• **Requirement**
Your response should be every line of the data, written out exactly.

• **Records**
____________________
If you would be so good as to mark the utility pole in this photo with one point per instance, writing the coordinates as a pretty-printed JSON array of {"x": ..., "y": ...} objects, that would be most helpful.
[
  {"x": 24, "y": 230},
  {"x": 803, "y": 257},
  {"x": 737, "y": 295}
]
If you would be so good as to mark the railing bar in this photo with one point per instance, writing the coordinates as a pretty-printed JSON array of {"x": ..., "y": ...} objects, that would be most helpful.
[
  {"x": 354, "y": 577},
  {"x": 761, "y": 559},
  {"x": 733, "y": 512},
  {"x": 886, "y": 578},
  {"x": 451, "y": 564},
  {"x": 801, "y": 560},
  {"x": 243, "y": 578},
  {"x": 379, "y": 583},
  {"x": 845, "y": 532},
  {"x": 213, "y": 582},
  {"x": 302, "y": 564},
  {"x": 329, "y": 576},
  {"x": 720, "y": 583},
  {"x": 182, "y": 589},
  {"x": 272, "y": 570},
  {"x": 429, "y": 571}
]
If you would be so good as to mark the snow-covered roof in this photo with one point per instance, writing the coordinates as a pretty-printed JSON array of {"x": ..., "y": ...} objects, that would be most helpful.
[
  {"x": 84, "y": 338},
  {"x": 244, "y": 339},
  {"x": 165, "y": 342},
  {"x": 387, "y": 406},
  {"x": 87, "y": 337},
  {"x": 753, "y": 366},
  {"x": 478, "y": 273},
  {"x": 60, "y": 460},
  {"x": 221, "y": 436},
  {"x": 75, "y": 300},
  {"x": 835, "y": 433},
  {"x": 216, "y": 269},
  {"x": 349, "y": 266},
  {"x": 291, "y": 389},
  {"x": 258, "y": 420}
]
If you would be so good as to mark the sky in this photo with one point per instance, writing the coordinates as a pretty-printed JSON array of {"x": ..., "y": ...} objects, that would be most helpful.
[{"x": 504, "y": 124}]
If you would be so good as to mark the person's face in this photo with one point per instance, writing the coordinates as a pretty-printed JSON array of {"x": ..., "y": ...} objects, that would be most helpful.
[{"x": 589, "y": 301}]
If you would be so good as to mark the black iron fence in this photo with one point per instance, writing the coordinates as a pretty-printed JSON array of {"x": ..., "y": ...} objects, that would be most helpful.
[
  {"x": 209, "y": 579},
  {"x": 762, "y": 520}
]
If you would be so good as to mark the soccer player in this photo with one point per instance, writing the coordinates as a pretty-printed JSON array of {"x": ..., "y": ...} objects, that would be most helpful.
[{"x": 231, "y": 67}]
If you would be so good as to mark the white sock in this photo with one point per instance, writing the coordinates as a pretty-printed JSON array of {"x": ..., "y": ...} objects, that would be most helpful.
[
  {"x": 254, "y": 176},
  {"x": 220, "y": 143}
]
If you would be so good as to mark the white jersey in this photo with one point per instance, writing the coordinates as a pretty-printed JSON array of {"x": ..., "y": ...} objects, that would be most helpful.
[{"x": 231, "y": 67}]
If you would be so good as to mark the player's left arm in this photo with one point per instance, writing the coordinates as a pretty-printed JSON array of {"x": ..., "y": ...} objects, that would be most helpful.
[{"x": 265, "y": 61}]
____________________
• **Result of the task**
If you would be so good as to mark the utility pole in this photo with one point per instance, writing the coordinates as a pretty-printed JSON array of {"x": ..., "y": ...} objects, that would be most helpful.
[
  {"x": 24, "y": 230},
  {"x": 803, "y": 257},
  {"x": 737, "y": 295}
]
If you would be so good as to mark the railing bar in this photo with one point per instance, writing the coordinates as a pretty-printed JSON array of {"x": ..., "y": ...} objects, that would be most helpful.
[
  {"x": 354, "y": 577},
  {"x": 761, "y": 559},
  {"x": 733, "y": 512},
  {"x": 886, "y": 578},
  {"x": 451, "y": 564},
  {"x": 801, "y": 560},
  {"x": 243, "y": 578},
  {"x": 379, "y": 583},
  {"x": 845, "y": 532},
  {"x": 213, "y": 582},
  {"x": 302, "y": 564},
  {"x": 329, "y": 576},
  {"x": 720, "y": 583},
  {"x": 182, "y": 589},
  {"x": 272, "y": 570},
  {"x": 429, "y": 571}
]
If you would be so good as to mark the snow-covered roof in this photo with one point per instance, writing the coordinates as a pretty-printed JSON array of {"x": ..., "y": ...} objects, that would be most helpful.
[
  {"x": 84, "y": 338},
  {"x": 244, "y": 339},
  {"x": 165, "y": 342},
  {"x": 387, "y": 406},
  {"x": 87, "y": 337},
  {"x": 753, "y": 366},
  {"x": 478, "y": 273},
  {"x": 60, "y": 460},
  {"x": 221, "y": 436},
  {"x": 75, "y": 300},
  {"x": 835, "y": 433},
  {"x": 216, "y": 269},
  {"x": 349, "y": 266},
  {"x": 291, "y": 389},
  {"x": 258, "y": 420}
]
If you would be so good as to mark the sky in this photo with one point per instance, writing the coordinates as a pretty-printed JSON array of {"x": ..., "y": ...} objects, that would be most helpful.
[{"x": 504, "y": 124}]
If you would be so good as to mark the person's face in this photo with one point per instance, writing the coordinates as a pretty-printed JSON array of {"x": ..., "y": ...} objects, that would be most helpful.
[{"x": 589, "y": 301}]
If you would be so good as to mark the black iron fence in this photo with one point per instance, writing the coordinates as a pretty-printed JSON array of {"x": ..., "y": ...} objects, that would be most helpful.
[
  {"x": 209, "y": 579},
  {"x": 762, "y": 520}
]
If you would be so good as to mark the soccer player in this photo with one point per instance, writing the coordinates as a pretty-printed JSON array of {"x": ..., "y": ...} objects, that would be most helpful.
[{"x": 231, "y": 67}]
If you would be so good as to mark the white sock in this photo with one point per instance, writing the coordinates as a pretty-printed JSON array of {"x": ..., "y": ...} objects, that would be most helpful.
[
  {"x": 254, "y": 176},
  {"x": 220, "y": 143}
]
If you would be so good as to mark the white jersey in this photo with one point per instance, writing the coordinates as a pretty-printed JSON array of {"x": ..., "y": ...} objects, that would be most helpful.
[{"x": 231, "y": 67}]
If you would be so good as to mark the player's left arm in this photo with one point per instance, writing the coordinates as a pretty-printed JSON array of {"x": ..., "y": ...} objects, that would be most helpful.
[{"x": 265, "y": 61}]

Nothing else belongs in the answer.